# THE PROBLEM:
All of the entries, apart from their pictures, are to be copied verbatim.

# PROVIDED ENTRIES:

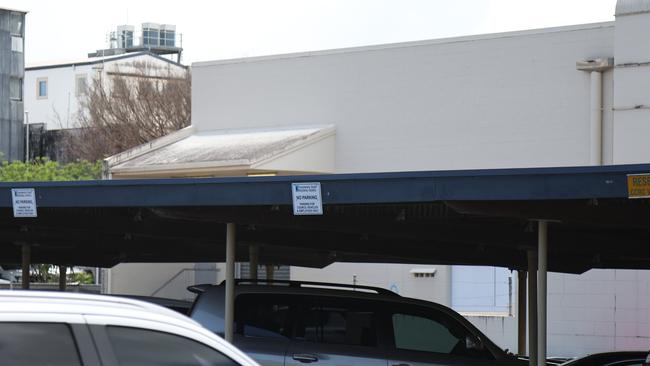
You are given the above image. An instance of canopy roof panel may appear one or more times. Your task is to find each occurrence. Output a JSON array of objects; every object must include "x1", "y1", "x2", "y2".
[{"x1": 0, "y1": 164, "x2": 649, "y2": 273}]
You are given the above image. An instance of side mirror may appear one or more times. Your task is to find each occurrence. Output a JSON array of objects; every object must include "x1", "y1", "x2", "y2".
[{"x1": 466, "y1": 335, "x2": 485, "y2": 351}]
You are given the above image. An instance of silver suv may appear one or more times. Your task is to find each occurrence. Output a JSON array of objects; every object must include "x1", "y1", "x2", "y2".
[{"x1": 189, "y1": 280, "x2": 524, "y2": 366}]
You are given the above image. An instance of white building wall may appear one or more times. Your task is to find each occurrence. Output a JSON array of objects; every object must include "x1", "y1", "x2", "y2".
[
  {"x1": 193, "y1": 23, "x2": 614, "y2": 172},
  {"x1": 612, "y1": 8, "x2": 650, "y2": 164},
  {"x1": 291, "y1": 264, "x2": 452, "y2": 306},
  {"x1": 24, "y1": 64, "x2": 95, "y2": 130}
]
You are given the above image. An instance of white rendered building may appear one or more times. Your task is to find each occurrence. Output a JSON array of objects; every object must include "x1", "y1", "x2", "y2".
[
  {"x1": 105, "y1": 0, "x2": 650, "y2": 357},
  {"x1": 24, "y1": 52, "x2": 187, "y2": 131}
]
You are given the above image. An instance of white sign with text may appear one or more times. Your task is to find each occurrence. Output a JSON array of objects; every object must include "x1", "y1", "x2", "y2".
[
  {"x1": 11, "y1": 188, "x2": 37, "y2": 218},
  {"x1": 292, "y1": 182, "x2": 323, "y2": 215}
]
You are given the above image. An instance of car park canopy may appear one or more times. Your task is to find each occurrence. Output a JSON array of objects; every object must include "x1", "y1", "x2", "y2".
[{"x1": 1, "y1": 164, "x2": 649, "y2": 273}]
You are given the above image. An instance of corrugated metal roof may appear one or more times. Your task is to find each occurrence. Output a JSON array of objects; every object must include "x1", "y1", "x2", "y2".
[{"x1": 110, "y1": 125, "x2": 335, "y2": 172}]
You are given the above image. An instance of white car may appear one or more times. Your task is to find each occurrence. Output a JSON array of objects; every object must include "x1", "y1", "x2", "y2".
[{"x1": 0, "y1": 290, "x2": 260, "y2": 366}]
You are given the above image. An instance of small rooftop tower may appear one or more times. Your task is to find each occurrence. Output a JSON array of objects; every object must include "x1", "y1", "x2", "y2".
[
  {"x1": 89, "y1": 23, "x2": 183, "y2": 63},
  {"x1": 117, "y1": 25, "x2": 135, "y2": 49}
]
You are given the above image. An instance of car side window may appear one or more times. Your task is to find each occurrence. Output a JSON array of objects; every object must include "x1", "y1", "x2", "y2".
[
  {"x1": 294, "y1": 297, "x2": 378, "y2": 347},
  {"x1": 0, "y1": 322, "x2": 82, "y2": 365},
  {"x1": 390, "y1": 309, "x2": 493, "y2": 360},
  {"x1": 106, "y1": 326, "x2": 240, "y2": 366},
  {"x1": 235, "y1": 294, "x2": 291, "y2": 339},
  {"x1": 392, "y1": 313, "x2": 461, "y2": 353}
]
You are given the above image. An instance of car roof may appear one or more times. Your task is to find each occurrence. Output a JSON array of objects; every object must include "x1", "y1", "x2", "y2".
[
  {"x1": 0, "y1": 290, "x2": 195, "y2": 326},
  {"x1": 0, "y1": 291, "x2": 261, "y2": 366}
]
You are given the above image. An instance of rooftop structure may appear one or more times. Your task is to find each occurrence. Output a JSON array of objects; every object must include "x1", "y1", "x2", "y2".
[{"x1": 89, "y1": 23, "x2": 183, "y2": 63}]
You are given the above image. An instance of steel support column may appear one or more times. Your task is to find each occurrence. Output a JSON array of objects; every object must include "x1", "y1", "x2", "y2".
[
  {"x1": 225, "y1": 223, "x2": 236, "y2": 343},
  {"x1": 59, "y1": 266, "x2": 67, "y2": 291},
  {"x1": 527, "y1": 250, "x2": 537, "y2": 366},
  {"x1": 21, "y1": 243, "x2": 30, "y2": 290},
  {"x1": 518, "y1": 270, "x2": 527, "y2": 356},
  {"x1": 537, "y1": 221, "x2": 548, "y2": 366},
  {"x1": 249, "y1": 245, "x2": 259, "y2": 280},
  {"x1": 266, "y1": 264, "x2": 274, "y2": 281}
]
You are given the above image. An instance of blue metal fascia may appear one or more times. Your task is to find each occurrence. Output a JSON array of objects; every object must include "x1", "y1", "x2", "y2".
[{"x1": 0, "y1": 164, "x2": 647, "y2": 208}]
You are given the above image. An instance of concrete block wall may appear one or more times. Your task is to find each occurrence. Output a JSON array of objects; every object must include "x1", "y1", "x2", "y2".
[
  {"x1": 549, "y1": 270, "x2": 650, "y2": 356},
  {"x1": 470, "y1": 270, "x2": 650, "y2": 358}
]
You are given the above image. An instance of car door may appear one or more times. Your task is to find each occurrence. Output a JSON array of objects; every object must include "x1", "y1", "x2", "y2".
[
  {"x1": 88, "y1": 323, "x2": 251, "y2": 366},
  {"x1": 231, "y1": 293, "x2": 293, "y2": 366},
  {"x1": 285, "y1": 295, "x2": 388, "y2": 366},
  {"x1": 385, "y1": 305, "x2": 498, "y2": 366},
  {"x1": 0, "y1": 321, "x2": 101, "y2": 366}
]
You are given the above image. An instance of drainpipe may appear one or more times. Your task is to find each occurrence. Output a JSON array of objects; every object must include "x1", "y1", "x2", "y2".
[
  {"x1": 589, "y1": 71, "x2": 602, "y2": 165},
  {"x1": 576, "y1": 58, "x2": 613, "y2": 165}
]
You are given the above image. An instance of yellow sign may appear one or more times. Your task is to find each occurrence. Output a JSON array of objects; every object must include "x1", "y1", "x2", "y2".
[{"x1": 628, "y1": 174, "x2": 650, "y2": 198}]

# RESPONSE AREA:
You are given the above image. An instance of canopy roof panel may appear one or more times. Your task is to find each occurrence. Output a JSON array of objects; every object must include "x1", "y1", "x2", "y2".
[{"x1": 0, "y1": 164, "x2": 649, "y2": 273}]
You are given the above image. An instance of side mirror may appear one or more times. Your task is to find each occurrence. Output a JSON array of objects; every object must include "x1", "y1", "x2", "y2".
[{"x1": 466, "y1": 335, "x2": 485, "y2": 351}]
You are given the above image. An instance of silver suv may appear one or more times. Your task is to find each occurrence. Output a JSON array of objects; every object must include "x1", "y1", "x2", "y2".
[{"x1": 189, "y1": 280, "x2": 524, "y2": 366}]
You are given the above image. An instance of white building wall may appear one or more times. Your task is to find each occurrence. Output a JSON array of objects; every object must include "x1", "y1", "x2", "y2".
[
  {"x1": 193, "y1": 23, "x2": 614, "y2": 172},
  {"x1": 612, "y1": 8, "x2": 650, "y2": 164},
  {"x1": 291, "y1": 264, "x2": 452, "y2": 306},
  {"x1": 24, "y1": 64, "x2": 95, "y2": 130}
]
You are given the above image. An instance of white rendered building may appear one or more times. Your task is to find each occurrence. Output a JSON array of objects; every object must include "x1", "y1", "x2", "y2".
[
  {"x1": 105, "y1": 0, "x2": 650, "y2": 357},
  {"x1": 24, "y1": 52, "x2": 187, "y2": 131}
]
You are given the above image. An instance of white sign with text may appear one or more times. Your task is to find each occurrence. Output a JSON array of objects; every object must include "x1", "y1", "x2", "y2".
[
  {"x1": 11, "y1": 188, "x2": 37, "y2": 218},
  {"x1": 292, "y1": 182, "x2": 323, "y2": 215}
]
You are given the above image. An instance of car park canopy may appear one or more times. Your task is to find each occurrence. Output a JSON array of objects; every object must include "x1", "y1", "x2", "y2".
[{"x1": 1, "y1": 164, "x2": 649, "y2": 273}]
You are given the above image. An instance of corrugated metal roof may appear one or more times. Your task is to find each occurrence. Output a JSON array of objects; every object must include "x1", "y1", "x2", "y2".
[{"x1": 110, "y1": 125, "x2": 335, "y2": 172}]
You are given the above image. An instance of white car may appear one or more times. Your task is to find each occurrence. Output a JSON array of objects; every object must include "x1", "y1", "x2", "y2".
[{"x1": 0, "y1": 290, "x2": 260, "y2": 366}]
You are given the above image. An instance of small rooftop tower may appear one or more times. Your task is to find each occurrence. Output a JSON array of objects; every object must include "x1", "y1", "x2", "y2".
[
  {"x1": 89, "y1": 23, "x2": 183, "y2": 63},
  {"x1": 117, "y1": 25, "x2": 135, "y2": 49}
]
You are given the above image. An instance of car side window may appear one or more times. Your task is to find each occurrence. Output a JSON array of objects; every object must include "x1", "y1", "x2", "y2".
[
  {"x1": 294, "y1": 297, "x2": 378, "y2": 347},
  {"x1": 0, "y1": 322, "x2": 82, "y2": 365},
  {"x1": 390, "y1": 309, "x2": 493, "y2": 360},
  {"x1": 106, "y1": 326, "x2": 240, "y2": 366},
  {"x1": 235, "y1": 294, "x2": 291, "y2": 339},
  {"x1": 392, "y1": 313, "x2": 461, "y2": 353}
]
You are given the above image. An instance of car roof may appear one or more times. Your task is to find each occurrence. Output a JSON array of objects; every object must include "x1", "y1", "x2", "y2".
[
  {"x1": 0, "y1": 290, "x2": 195, "y2": 326},
  {"x1": 0, "y1": 291, "x2": 261, "y2": 366}
]
You are given the above image. An instance of rooftop structure may appear one or more times. Your task is to find each occurrence. Output a JSON array of objects; every object must include "x1", "y1", "x2", "y2".
[{"x1": 89, "y1": 23, "x2": 183, "y2": 63}]
You are given the above image. An instance of steel support column may appear one or more times. Your task is to find each occurrence. Output a JSON array of objects; every object must include "x1", "y1", "x2", "y2".
[
  {"x1": 225, "y1": 223, "x2": 236, "y2": 343},
  {"x1": 59, "y1": 266, "x2": 67, "y2": 291},
  {"x1": 527, "y1": 250, "x2": 537, "y2": 366},
  {"x1": 21, "y1": 243, "x2": 30, "y2": 290},
  {"x1": 518, "y1": 270, "x2": 527, "y2": 356},
  {"x1": 537, "y1": 221, "x2": 548, "y2": 366},
  {"x1": 249, "y1": 245, "x2": 259, "y2": 280},
  {"x1": 266, "y1": 264, "x2": 274, "y2": 281}
]
You are given the above image. An instance of blue metal fascia may appear one or more times. Your task is to find each occurrence. Output a JSON array of objects; every object must include "x1", "y1", "x2", "y2".
[{"x1": 0, "y1": 164, "x2": 647, "y2": 208}]
You are given the above image. An instance of concrete block wall may appear one or more times. Your task is to find each occurrence. Output a JSON array of objects; every object must include "x1", "y1", "x2", "y2".
[
  {"x1": 549, "y1": 270, "x2": 650, "y2": 356},
  {"x1": 470, "y1": 270, "x2": 650, "y2": 358}
]
You are given the above image. An instance of car door may appear one or more times. Your task is to find each occurrence. Output a JSON array of objects; every object must include "x1", "y1", "x2", "y2".
[
  {"x1": 88, "y1": 323, "x2": 251, "y2": 366},
  {"x1": 231, "y1": 293, "x2": 293, "y2": 366},
  {"x1": 285, "y1": 295, "x2": 388, "y2": 366},
  {"x1": 385, "y1": 305, "x2": 498, "y2": 366},
  {"x1": 0, "y1": 321, "x2": 101, "y2": 366}
]
You are given the above image. An instance of drainpipe may appear one or more times. Your task is to find each occurrence. Output a JSON array of objects; every object must include "x1", "y1", "x2", "y2".
[
  {"x1": 589, "y1": 71, "x2": 602, "y2": 165},
  {"x1": 576, "y1": 58, "x2": 613, "y2": 165}
]
You are given the above image. An instance of yellow sign may appear one or more times. Your task is to find each occurrence. Output a JSON array of objects; every object must include "x1", "y1", "x2", "y2".
[{"x1": 628, "y1": 174, "x2": 650, "y2": 198}]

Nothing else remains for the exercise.